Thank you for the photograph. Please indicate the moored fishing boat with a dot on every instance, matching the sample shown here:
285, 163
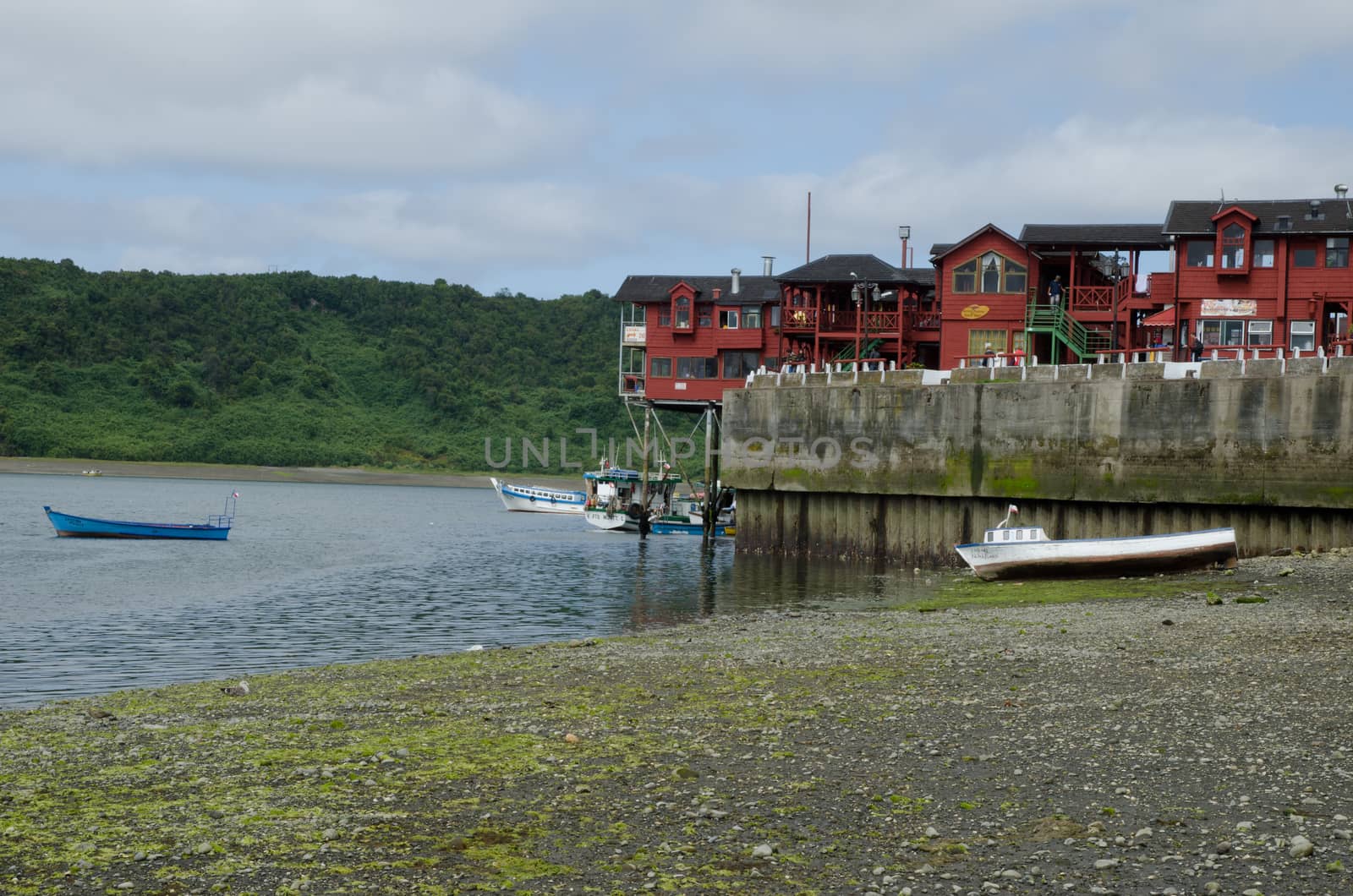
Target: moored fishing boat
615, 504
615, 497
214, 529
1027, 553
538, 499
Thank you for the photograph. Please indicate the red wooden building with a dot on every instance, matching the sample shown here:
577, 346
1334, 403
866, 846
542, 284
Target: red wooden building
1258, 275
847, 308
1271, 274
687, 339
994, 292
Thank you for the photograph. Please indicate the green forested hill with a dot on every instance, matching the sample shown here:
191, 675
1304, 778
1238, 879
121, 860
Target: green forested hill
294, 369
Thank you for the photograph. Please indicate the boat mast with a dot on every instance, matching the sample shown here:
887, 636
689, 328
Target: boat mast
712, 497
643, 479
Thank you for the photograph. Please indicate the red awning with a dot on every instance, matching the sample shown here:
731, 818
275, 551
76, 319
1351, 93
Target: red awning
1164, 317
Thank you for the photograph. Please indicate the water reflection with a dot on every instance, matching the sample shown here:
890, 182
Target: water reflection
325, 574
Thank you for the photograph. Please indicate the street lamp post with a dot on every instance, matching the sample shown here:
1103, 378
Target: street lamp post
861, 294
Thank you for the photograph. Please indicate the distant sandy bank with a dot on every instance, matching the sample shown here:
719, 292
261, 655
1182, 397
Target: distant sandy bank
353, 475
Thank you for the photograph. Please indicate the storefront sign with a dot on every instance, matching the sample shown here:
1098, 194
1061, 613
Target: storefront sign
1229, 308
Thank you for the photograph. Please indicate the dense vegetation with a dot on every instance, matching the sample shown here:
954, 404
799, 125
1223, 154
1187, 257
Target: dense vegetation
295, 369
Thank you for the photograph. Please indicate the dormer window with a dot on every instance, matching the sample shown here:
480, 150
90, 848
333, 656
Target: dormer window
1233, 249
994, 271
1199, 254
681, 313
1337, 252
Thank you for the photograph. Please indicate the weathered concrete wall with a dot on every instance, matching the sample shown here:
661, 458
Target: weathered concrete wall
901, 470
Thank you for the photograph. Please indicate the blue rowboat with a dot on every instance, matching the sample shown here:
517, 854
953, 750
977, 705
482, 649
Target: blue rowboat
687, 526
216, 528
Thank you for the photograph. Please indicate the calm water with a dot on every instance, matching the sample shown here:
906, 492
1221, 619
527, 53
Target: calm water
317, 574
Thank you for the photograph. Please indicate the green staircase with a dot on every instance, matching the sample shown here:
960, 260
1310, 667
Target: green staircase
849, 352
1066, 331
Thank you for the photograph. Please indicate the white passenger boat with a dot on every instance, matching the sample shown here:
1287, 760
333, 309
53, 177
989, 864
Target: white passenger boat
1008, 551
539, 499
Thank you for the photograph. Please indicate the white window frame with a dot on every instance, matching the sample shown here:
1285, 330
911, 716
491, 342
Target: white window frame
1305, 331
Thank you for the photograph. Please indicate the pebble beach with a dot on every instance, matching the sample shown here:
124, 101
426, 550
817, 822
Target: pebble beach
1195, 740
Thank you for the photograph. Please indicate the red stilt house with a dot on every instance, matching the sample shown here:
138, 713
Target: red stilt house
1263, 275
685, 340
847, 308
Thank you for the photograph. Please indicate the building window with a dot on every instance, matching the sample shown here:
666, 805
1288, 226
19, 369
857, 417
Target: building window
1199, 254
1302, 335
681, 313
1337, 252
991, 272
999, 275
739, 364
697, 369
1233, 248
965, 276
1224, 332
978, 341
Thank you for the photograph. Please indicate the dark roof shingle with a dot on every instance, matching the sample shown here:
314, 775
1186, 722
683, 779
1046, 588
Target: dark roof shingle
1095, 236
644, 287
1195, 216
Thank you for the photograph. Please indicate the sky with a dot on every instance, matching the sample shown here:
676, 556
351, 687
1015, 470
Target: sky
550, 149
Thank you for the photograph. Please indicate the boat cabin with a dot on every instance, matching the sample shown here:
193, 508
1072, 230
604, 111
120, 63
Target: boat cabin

● ● ● ● ● ● ●

WRITTEN REQUEST: Only the lines from the one that contains "Thank you for the photograph. Please indicate the building" to the end of the entries above should be given again, exactly and in full.

OUTPUT OF THE EXERCISE:
Thank you for the photograph. Please indicate the building window with a dot on every instance, matching the sample shown here:
666, 805
1288, 226
19, 369
857, 417
Target: building window
1199, 254
1302, 335
681, 313
1337, 252
991, 272
999, 275
739, 364
697, 369
1233, 248
965, 276
1224, 332
978, 341
Thank you for the photograph. Please indicate the dark roof shingle with a dot on every instance, matching the sample shown here:
314, 775
1186, 722
683, 779
1046, 588
Target: dark roof shingle
1095, 236
644, 287
1195, 216
Thank you for the photograph. Please indicate the sky with a dot on every instance, matching the sample shown here:
676, 556
351, 687
1015, 470
Target: sky
550, 149
Thank you for the photograph. Please indicate the boat cabin with a dot on every instance, matching the sample shown here:
193, 508
1072, 230
604, 111
120, 63
Target: boat cabin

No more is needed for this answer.